(Text under study)
POWER MEMS ( micro electro mechanical system)
The term “Power MEMS” was first suggested by Epstein and Senturia in 1996 to describe microsystems which generated power or pumped heat. Their particular interest was MEMS heat engines, specifically Brayton cycles (such as gas turbines) and Rankine cycles (such as steam engines) and subsystems thereof. The promise identified was microsystems whose power densities equaled or exceeded those of the more familiar large-scale devices. Since that time, the Power MEMS system has evolved into a broader concept which includes other traditional thermal cycles, new heat engine concepts which may only be attractive at microscale, energy harvesting schemes, and even micro-fuel cells. Heat engines convert chemical energy into heat and then mechanical work. This mechanical energy may be used directly for applications such as vehicle propulsion or fluid pumping or converted into electric power. For example, propulsion is the goal of MEMS gas turbine and rocket engines, while MEMS gas turbine and internal combustion engines are being developed to power electric generators of various designs for electric power production. Power MEMS also encompasses heat engines which convert chemical energy directly to electrical energy, usually using the thermoelectric effect. These devices may be intended primarily as power generators or may have a different primary function such as fuel reforming for fuel cells with the power generation (or scavenging) being a secondary consideration. Power MEMS also includes devices which convert mechanical energy into electric power. This includes such devices as a self-charging electric watch and heel strike power generators.
(End Text under study)
(Dataset excerpts)
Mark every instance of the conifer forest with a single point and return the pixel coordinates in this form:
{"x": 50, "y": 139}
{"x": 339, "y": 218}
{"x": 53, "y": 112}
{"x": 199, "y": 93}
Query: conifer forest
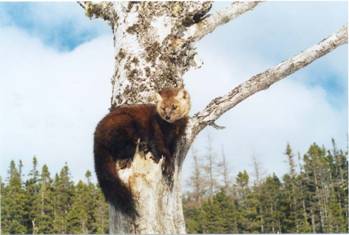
{"x": 312, "y": 197}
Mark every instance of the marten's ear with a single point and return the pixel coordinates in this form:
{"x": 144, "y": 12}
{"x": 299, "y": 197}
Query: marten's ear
{"x": 158, "y": 97}
{"x": 182, "y": 94}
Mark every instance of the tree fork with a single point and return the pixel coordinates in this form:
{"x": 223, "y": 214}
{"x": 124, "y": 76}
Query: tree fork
{"x": 154, "y": 47}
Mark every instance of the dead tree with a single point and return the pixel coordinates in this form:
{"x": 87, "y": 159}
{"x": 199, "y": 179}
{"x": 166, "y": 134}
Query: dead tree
{"x": 154, "y": 46}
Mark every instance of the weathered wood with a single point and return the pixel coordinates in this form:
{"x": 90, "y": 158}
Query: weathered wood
{"x": 154, "y": 46}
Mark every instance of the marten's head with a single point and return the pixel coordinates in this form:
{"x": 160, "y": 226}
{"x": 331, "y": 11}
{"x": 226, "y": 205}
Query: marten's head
{"x": 173, "y": 104}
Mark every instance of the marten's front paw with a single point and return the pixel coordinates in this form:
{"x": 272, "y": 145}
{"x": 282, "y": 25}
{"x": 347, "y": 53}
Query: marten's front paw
{"x": 155, "y": 159}
{"x": 167, "y": 171}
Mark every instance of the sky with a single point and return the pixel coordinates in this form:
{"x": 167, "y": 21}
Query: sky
{"x": 56, "y": 65}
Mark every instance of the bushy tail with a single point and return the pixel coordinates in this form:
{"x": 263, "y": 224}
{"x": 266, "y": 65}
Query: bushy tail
{"x": 115, "y": 191}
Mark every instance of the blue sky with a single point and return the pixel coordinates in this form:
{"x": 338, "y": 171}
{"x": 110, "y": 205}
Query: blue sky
{"x": 56, "y": 66}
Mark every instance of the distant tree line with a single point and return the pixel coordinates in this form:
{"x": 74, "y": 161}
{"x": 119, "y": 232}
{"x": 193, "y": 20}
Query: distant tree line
{"x": 311, "y": 197}
{"x": 42, "y": 204}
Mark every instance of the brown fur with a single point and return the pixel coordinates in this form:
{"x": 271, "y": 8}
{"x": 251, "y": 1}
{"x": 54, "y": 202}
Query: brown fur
{"x": 158, "y": 127}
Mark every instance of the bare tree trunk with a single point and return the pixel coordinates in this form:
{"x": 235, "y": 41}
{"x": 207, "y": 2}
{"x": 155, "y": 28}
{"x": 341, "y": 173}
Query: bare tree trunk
{"x": 154, "y": 47}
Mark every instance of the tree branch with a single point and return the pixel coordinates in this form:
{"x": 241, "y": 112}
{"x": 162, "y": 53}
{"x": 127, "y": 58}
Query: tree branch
{"x": 264, "y": 80}
{"x": 210, "y": 23}
{"x": 104, "y": 10}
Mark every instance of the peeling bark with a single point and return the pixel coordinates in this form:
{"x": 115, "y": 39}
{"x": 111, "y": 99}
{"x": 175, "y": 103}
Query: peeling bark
{"x": 264, "y": 80}
{"x": 154, "y": 46}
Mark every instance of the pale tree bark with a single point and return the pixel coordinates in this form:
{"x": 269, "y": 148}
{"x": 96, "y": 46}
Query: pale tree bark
{"x": 154, "y": 46}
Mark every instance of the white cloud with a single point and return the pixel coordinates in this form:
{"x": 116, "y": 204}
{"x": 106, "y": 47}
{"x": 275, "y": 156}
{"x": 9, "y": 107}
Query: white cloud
{"x": 288, "y": 112}
{"x": 52, "y": 101}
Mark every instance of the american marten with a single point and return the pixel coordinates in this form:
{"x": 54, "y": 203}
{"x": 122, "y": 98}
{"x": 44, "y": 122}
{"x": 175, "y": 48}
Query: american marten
{"x": 158, "y": 127}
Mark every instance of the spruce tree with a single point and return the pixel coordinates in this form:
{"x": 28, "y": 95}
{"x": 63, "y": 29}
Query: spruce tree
(End Dataset excerpts)
> _Actions to take_
(A) Answer these questions about the Power MEMS text:
(i) Who first suggested the term "Power MEMS," and in what year?
(ii) Which effect do heat engines that convert chemical energy directly to electrical energy usually use?
(iii) Which two devices are named as converting mechanical energy into electric power?
(B) Proceed with the Power MEMS text, picking up from its final sentence.

> _Answers by item_
(A)
(i) Epstein and Senturia, in 1996.
(ii) The thermoelectric effect.
(iii) A self-charging electric watch and heel strike power generators.

(B)
The literature of MEMS power systems tends to fall into two categories: (1) descriptions of the overall system concept and its realizations, and (2) progress in the enabling technologies needed to realize such system concepts. The objectives of this review paper are twofold. The first is to informally survey ongoing Power MEMS projects. The second is to note technology challenges common to many of the approaches which may form fruitful research areas.